How Long-Term Thinking Saved Your Favorite Jeans

Too many companies rely on short-term fixes to address long-term, complex problems. The result is a series of failed attempts at resolving fundamental, underlying business challenges.

I was talking with some former colleagues the other day about a manager we all knew who had recently been fired. Her time in the role was short and now it was over. None of us were really surprised. She was brought in from outside the company to stir things up. And she did. Upper management wanted quick results so she focused on short-term fixes. She was a bull in a China shop. She brought in her own people, boosted the financials by deep cost-cutting, fired long-term employees, and instituted a top-down autocratic management style. She was laser-focused on short-term results and refused to listen to the concerns of employees and other managers. Anyone who challenged or questioned her authority was let go.

As you can imagine, the business results improved but morale dropped sharply. The good employees eventually all left the company and most of the institutional knowledge left as well. The only people who remained were those that were loyal to her and those that were quietly waiting for her to leave. Fear and anxiety became the norm. As a result, company performance ultimately fell off and all of the short-term gains she had made vanished. The company began to lose money and market share. Eventually, upper management had no choice but to fire her. The damage was done.

Information provided.
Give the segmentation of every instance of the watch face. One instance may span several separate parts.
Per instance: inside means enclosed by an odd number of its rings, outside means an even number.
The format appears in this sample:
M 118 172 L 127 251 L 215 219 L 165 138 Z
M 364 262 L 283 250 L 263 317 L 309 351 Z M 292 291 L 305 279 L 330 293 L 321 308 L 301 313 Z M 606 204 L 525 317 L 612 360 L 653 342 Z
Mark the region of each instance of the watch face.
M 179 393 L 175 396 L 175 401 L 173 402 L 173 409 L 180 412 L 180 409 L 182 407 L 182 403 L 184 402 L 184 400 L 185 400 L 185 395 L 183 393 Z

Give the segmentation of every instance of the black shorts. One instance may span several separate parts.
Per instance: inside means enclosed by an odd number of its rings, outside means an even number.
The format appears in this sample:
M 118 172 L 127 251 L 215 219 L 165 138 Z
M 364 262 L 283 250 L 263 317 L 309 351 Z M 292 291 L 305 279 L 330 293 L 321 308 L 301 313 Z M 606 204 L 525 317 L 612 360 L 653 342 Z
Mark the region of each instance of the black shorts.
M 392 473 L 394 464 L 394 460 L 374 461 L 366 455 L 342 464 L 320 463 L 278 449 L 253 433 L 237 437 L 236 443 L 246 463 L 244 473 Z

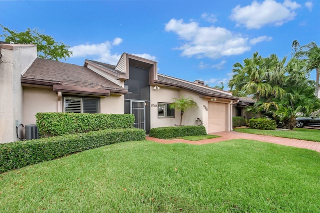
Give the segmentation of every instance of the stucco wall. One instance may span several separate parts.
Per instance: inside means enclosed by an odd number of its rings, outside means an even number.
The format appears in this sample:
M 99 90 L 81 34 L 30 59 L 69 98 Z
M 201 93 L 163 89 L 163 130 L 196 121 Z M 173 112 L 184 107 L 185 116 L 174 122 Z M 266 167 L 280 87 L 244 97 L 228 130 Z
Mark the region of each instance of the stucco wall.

Requests.
1. In the article on long-term thinking, what management style did the fired manager put in place?
2. Write out the part of the article on long-term thinking starting at "Too many companies" and ending at "underlying business challenges.".
The entries have nothing to do with the article on long-term thinking.

Results for the exercise.
1. A top-down autocratic management style.

2.
Too many companies rely on short-term fixes to address long-term, complex problems. The result is a series of failed attempts at resolving fundamental, underlying business challenges.